[Data entries]
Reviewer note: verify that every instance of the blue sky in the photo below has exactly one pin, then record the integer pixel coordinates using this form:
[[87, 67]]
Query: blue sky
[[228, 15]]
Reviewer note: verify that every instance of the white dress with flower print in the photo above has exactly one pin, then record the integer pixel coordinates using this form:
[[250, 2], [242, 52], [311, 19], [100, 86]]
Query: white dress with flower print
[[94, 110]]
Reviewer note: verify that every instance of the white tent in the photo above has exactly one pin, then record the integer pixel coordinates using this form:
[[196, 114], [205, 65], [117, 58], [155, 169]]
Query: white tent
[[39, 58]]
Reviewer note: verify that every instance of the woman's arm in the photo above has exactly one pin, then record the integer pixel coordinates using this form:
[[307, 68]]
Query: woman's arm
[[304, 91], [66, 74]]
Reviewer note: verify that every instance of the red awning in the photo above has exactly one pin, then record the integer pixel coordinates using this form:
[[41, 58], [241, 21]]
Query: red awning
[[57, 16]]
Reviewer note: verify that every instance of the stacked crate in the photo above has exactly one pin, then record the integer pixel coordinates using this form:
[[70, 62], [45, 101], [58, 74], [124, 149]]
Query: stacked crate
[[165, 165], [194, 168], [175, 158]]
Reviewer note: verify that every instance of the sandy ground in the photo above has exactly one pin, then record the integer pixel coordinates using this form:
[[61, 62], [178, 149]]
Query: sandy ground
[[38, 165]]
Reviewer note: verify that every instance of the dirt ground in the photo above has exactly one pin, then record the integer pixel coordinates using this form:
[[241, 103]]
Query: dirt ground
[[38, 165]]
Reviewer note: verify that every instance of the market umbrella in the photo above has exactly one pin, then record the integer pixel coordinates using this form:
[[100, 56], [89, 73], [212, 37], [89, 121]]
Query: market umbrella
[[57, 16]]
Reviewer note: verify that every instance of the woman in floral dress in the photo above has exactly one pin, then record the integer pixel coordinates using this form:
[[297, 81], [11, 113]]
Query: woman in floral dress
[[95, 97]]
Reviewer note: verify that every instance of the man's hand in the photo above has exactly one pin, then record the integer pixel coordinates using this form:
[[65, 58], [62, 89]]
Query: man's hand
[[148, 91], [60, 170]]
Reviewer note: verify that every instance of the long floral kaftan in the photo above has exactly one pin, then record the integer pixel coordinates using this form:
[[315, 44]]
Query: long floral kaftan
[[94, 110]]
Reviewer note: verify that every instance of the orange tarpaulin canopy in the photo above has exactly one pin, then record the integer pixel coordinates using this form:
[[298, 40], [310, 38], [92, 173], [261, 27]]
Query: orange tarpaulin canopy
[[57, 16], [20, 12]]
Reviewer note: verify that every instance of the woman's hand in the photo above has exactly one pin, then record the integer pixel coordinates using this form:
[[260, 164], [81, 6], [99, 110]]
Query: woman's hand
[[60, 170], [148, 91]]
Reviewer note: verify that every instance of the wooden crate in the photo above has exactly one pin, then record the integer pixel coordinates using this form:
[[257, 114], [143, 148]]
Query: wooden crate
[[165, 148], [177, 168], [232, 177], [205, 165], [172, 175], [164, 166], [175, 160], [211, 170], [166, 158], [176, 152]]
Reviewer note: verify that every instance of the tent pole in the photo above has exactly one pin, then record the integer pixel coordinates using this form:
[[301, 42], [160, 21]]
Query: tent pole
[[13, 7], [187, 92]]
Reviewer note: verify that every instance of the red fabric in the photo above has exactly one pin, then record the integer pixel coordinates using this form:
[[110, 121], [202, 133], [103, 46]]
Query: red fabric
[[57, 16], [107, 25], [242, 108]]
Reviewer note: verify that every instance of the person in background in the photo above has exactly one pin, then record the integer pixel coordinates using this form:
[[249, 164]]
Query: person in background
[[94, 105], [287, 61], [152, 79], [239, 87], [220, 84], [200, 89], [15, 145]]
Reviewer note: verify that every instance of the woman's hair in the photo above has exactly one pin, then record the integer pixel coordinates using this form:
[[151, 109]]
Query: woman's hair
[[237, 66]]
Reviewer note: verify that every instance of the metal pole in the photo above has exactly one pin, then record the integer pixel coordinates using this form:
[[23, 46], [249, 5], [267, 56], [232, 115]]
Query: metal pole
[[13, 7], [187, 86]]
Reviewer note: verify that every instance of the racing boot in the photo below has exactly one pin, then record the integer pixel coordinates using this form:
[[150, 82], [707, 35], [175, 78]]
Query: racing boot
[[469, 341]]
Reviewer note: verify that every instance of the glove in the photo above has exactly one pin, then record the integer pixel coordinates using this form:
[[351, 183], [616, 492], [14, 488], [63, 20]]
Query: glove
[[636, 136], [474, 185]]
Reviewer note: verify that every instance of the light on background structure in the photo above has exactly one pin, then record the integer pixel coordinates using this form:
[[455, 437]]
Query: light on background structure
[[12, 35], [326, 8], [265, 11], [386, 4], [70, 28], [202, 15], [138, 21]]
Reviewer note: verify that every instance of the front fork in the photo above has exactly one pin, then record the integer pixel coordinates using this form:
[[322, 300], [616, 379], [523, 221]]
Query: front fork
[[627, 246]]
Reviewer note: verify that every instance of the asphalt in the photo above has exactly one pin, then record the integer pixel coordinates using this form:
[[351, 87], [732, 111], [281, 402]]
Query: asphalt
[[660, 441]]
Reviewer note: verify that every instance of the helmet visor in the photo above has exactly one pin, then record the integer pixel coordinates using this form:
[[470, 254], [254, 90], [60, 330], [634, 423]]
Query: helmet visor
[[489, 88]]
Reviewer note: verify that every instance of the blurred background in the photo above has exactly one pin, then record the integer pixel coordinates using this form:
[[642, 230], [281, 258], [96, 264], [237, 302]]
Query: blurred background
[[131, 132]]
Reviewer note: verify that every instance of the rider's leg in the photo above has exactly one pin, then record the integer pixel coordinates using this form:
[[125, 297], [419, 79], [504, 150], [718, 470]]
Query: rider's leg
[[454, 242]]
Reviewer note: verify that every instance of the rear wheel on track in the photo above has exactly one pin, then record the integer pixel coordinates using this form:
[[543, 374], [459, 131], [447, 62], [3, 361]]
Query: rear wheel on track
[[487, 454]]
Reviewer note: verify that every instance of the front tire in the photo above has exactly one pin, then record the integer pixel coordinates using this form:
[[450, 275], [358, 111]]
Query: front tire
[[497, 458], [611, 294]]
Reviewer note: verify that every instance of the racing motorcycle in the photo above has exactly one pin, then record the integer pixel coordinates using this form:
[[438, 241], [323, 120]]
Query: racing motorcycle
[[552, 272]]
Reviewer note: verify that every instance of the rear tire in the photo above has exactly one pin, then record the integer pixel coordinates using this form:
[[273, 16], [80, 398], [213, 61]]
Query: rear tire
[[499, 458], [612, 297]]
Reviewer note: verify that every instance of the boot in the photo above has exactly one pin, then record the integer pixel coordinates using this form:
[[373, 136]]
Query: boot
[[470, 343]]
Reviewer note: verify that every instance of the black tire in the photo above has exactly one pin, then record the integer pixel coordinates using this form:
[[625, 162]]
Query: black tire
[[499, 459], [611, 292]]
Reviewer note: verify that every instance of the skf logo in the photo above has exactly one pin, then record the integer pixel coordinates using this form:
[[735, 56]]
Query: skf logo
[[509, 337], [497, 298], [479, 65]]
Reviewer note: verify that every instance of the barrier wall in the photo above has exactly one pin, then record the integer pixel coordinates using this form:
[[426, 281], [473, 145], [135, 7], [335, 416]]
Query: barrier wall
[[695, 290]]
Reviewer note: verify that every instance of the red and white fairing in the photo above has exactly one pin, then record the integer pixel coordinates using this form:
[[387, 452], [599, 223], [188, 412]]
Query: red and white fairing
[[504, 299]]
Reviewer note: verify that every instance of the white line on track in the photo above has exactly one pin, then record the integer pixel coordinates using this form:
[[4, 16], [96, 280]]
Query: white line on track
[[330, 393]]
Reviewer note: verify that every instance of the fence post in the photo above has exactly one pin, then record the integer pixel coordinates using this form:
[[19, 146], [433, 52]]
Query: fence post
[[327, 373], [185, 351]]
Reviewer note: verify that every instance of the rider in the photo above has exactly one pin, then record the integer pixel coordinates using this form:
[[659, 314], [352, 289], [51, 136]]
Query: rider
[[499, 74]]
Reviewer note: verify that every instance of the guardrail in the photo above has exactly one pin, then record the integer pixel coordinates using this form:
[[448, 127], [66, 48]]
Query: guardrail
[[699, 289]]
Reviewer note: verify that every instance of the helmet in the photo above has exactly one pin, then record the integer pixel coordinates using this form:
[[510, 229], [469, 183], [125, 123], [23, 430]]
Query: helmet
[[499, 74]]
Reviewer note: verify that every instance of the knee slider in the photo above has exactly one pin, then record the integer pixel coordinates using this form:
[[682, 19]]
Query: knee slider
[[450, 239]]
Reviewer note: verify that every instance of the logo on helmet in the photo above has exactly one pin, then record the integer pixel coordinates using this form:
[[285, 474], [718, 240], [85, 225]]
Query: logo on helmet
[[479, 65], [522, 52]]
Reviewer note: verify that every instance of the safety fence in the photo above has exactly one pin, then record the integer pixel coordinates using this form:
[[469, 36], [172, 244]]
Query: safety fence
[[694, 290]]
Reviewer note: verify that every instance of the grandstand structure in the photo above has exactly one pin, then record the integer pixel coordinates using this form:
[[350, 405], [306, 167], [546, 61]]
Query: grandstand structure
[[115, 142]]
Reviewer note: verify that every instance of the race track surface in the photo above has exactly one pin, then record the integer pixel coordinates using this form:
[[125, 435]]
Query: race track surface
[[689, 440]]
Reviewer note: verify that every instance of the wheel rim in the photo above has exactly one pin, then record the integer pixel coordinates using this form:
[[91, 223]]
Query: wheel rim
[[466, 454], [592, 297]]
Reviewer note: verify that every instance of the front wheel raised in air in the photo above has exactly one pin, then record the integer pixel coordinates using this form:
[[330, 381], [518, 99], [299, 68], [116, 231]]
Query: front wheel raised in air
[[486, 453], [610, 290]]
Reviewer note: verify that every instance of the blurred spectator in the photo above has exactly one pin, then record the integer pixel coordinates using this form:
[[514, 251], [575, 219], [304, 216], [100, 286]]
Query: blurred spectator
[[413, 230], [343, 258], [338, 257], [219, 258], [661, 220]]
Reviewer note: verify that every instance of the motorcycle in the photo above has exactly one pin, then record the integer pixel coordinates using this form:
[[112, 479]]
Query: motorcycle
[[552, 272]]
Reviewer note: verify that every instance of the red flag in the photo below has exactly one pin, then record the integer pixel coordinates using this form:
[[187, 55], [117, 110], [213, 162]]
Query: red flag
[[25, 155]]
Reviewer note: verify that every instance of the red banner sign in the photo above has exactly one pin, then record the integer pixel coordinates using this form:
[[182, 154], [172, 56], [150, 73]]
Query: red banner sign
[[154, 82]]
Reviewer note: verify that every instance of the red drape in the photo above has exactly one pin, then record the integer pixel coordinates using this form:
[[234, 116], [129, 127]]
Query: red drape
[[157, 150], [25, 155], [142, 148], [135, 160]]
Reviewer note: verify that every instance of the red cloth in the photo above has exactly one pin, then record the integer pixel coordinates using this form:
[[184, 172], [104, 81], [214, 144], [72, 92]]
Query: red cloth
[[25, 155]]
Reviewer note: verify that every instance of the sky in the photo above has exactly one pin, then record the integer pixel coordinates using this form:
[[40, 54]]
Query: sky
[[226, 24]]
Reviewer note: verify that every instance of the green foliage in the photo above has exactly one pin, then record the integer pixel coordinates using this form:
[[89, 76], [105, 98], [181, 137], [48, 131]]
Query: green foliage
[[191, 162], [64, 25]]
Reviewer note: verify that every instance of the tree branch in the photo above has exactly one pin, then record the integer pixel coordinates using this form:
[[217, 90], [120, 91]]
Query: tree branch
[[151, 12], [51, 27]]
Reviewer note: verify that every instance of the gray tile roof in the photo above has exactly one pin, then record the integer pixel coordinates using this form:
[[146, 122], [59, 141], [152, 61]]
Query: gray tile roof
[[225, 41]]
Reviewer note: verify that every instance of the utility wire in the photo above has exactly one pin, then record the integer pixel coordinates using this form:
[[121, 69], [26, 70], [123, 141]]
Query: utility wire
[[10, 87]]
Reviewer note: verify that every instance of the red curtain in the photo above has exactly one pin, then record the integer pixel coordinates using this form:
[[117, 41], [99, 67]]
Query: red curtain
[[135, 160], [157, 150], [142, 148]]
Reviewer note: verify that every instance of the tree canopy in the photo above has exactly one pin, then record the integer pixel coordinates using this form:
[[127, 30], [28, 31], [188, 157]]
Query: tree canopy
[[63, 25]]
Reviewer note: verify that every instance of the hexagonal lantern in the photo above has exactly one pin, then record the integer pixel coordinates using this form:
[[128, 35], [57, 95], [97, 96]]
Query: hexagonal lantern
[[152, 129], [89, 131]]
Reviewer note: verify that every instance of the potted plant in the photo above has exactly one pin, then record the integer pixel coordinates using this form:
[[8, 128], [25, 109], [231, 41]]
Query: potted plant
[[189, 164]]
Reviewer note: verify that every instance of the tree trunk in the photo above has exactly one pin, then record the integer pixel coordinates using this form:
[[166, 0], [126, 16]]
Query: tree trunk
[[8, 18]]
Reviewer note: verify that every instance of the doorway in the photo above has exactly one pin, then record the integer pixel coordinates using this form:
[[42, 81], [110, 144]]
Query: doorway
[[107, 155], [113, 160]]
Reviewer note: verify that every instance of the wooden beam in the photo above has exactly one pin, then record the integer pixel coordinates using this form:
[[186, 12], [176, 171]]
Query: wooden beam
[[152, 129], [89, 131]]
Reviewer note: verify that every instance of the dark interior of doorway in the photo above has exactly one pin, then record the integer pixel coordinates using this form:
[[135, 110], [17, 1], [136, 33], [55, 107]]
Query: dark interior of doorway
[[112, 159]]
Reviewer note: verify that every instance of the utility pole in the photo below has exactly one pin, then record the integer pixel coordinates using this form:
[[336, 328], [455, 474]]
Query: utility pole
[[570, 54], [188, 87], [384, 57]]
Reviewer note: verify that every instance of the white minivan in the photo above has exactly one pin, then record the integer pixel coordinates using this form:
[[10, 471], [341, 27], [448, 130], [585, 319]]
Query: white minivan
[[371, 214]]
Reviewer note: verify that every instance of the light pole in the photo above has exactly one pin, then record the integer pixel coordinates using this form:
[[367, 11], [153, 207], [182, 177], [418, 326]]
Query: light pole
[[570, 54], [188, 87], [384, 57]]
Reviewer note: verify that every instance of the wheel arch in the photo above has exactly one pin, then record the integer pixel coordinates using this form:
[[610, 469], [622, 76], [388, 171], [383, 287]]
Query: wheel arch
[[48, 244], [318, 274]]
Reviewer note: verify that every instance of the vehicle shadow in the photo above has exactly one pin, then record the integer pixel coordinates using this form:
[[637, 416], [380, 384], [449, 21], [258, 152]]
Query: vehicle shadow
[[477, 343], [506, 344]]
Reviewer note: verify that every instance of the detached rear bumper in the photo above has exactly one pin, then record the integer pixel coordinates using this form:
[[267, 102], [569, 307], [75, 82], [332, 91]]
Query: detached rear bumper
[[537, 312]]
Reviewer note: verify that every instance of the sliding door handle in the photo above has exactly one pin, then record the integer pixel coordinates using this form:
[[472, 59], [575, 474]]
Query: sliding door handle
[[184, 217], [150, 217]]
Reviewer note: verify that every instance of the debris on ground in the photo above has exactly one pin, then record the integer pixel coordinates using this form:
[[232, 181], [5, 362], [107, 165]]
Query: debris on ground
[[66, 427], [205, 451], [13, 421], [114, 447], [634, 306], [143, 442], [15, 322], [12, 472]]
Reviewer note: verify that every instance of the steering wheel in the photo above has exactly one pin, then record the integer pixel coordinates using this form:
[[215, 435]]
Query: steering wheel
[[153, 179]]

## WHAT YOU ARE ASKED TO DO
Reproduce verbatim the rows above, starting with the line that contains "the blurred background" and going on through the line that contains "[[497, 458], [611, 294]]", with both of those lines included.

## COMPLETE OUTPUT
Reviewer note: verify that every instance of the blurred background in the photo above has exactly one pin, then record the integer pixel coordinates using this form:
[[642, 230], [281, 258], [96, 264], [237, 302]]
Query: blurred background
[[131, 132]]
Reviewer note: verify that every instance of the rider's leg in the photo above has exactly one pin, then record the integer pixel coordinates using this form:
[[125, 297], [419, 79], [504, 150], [718, 470]]
Query: rider's leg
[[454, 242]]
Reviewer note: verify that every instance of the rear wheel on track in the photo above has exactly one pin, then record the integer pixel coordinates using this form:
[[543, 374], [459, 131], [447, 62], [3, 361]]
Query: rear wheel on track
[[487, 454]]
Reviewer note: verify that every instance of the front tire in the photo above has exactly one pin, then record the integer pixel coordinates using this form:
[[450, 275], [358, 111]]
Query: front tire
[[497, 458], [611, 294]]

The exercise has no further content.